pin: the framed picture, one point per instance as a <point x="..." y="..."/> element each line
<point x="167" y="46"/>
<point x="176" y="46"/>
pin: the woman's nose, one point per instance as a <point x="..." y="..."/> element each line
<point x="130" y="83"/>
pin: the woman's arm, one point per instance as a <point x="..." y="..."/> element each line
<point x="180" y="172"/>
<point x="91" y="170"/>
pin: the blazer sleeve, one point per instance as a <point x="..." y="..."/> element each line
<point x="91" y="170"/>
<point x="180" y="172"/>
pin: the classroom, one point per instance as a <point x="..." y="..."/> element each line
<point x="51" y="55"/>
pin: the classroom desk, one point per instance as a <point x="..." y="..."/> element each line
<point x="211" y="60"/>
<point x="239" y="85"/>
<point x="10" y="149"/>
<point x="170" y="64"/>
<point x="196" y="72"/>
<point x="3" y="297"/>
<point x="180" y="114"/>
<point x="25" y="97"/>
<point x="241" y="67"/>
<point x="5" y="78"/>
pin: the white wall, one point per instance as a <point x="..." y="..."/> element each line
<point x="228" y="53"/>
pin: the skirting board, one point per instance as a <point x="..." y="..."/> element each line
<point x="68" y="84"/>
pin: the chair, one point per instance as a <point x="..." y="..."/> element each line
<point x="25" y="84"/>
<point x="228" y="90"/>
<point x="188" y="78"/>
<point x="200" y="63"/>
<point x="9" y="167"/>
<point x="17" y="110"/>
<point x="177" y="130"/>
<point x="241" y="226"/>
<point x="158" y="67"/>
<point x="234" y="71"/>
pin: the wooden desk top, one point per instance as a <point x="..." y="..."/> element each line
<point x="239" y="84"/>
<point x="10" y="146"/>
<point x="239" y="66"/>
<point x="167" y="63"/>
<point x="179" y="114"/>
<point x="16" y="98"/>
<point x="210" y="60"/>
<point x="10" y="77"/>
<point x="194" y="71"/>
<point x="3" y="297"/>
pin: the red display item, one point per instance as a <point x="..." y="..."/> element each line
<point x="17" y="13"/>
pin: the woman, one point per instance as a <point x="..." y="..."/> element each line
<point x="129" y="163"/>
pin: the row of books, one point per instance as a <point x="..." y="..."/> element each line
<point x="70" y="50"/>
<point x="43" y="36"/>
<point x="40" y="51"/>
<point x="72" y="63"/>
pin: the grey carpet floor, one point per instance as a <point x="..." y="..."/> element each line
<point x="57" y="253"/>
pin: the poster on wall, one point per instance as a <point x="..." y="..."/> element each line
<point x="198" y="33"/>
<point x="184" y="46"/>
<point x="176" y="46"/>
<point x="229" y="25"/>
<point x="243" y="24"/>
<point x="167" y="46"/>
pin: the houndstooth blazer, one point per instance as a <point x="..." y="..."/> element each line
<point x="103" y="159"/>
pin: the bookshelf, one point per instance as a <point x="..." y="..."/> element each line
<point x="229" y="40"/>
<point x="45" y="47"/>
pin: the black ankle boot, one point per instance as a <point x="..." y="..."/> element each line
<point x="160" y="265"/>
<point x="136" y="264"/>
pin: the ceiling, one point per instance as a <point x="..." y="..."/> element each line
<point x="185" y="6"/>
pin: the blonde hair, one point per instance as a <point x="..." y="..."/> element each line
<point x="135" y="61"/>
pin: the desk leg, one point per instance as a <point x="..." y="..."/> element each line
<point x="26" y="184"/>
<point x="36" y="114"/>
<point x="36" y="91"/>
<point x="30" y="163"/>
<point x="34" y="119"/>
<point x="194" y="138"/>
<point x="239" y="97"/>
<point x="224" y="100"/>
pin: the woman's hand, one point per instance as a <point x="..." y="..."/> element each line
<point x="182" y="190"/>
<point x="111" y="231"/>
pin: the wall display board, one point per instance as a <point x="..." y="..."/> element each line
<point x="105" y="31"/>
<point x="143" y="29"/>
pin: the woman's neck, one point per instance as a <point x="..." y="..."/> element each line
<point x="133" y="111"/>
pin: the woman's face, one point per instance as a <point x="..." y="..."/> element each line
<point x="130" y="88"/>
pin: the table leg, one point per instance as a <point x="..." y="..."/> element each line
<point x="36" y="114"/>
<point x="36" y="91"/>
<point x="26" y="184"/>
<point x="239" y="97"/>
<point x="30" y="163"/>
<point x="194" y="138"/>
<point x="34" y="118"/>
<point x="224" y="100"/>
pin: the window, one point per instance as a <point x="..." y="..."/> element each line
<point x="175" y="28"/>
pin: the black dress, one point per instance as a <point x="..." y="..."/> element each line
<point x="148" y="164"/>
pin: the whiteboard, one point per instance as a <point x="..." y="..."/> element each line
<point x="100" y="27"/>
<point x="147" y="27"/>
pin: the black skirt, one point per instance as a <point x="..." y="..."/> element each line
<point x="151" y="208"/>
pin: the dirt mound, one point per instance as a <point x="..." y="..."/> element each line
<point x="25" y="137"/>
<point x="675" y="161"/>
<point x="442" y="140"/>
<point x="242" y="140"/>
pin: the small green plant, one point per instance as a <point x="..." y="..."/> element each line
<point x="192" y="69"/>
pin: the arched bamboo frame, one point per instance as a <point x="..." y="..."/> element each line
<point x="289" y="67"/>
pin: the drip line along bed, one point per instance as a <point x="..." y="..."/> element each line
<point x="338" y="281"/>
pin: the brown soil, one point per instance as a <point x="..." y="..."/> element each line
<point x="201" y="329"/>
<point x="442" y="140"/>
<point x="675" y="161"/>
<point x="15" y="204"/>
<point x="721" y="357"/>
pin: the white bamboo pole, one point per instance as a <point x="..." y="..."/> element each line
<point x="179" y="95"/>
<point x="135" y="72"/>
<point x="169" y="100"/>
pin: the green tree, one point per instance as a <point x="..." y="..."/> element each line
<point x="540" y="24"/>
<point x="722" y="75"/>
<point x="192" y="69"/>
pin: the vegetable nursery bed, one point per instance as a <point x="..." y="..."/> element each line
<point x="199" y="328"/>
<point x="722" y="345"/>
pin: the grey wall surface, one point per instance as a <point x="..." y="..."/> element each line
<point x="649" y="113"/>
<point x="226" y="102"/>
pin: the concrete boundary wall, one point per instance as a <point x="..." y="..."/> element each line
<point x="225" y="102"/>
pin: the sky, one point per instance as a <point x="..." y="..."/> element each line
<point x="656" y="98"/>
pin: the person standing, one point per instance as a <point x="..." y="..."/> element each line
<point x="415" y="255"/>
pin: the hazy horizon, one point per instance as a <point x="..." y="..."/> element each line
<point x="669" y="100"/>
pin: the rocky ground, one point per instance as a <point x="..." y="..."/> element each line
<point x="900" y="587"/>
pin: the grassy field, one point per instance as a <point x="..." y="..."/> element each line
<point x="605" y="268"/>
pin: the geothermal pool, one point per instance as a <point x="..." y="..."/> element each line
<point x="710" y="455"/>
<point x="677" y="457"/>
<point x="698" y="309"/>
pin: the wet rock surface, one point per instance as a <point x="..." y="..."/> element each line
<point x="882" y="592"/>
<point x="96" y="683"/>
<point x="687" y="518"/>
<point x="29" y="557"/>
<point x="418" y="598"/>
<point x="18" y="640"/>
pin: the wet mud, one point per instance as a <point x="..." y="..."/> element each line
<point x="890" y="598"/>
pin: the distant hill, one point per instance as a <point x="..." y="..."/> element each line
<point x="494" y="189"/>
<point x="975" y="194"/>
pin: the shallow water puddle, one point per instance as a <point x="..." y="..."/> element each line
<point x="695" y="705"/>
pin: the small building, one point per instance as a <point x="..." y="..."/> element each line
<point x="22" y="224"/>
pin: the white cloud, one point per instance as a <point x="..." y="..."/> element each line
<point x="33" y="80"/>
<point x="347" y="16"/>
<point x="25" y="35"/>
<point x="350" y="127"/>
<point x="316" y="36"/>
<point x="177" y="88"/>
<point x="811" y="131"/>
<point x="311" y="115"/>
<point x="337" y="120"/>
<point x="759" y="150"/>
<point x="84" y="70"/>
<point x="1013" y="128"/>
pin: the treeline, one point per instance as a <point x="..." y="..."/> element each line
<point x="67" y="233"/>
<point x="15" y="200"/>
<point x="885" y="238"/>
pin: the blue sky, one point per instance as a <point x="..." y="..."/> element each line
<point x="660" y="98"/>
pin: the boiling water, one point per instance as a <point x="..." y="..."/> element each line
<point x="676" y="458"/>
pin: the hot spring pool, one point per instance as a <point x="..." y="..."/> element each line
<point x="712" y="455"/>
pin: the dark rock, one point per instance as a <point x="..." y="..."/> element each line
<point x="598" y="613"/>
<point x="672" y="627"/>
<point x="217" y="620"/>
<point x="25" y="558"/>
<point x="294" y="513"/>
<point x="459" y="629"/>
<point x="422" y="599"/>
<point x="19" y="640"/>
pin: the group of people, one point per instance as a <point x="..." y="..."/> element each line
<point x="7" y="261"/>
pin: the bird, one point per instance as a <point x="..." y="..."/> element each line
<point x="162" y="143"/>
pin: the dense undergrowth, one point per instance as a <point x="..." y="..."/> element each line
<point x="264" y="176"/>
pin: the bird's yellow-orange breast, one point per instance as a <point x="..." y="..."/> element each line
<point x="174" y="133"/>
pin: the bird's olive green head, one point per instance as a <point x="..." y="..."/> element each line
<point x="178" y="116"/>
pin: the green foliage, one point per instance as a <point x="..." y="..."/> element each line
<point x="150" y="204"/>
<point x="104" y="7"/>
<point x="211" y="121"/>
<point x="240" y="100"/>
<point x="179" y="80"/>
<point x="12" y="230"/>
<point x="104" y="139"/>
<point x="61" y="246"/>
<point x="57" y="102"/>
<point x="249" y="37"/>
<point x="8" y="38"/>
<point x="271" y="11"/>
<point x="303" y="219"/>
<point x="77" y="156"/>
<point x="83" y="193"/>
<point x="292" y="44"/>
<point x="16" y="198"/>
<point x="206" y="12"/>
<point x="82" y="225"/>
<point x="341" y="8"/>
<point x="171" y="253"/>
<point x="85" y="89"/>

···

## AIM OF THE TASK
Repeat exactly the lines of the records from the one containing "pin: the green foliage, one" to the last, and include no line outside that stretch.

## OUTPUT OF THE TASK
pin: the green foliage, one point per instance as a <point x="..." y="..."/> element each line
<point x="150" y="204"/>
<point x="104" y="7"/>
<point x="211" y="121"/>
<point x="240" y="100"/>
<point x="179" y="80"/>
<point x="12" y="230"/>
<point x="104" y="139"/>
<point x="61" y="246"/>
<point x="57" y="102"/>
<point x="249" y="37"/>
<point x="8" y="38"/>
<point x="271" y="11"/>
<point x="303" y="219"/>
<point x="77" y="156"/>
<point x="83" y="193"/>
<point x="292" y="44"/>
<point x="16" y="198"/>
<point x="206" y="12"/>
<point x="82" y="225"/>
<point x="341" y="8"/>
<point x="171" y="253"/>
<point x="85" y="89"/>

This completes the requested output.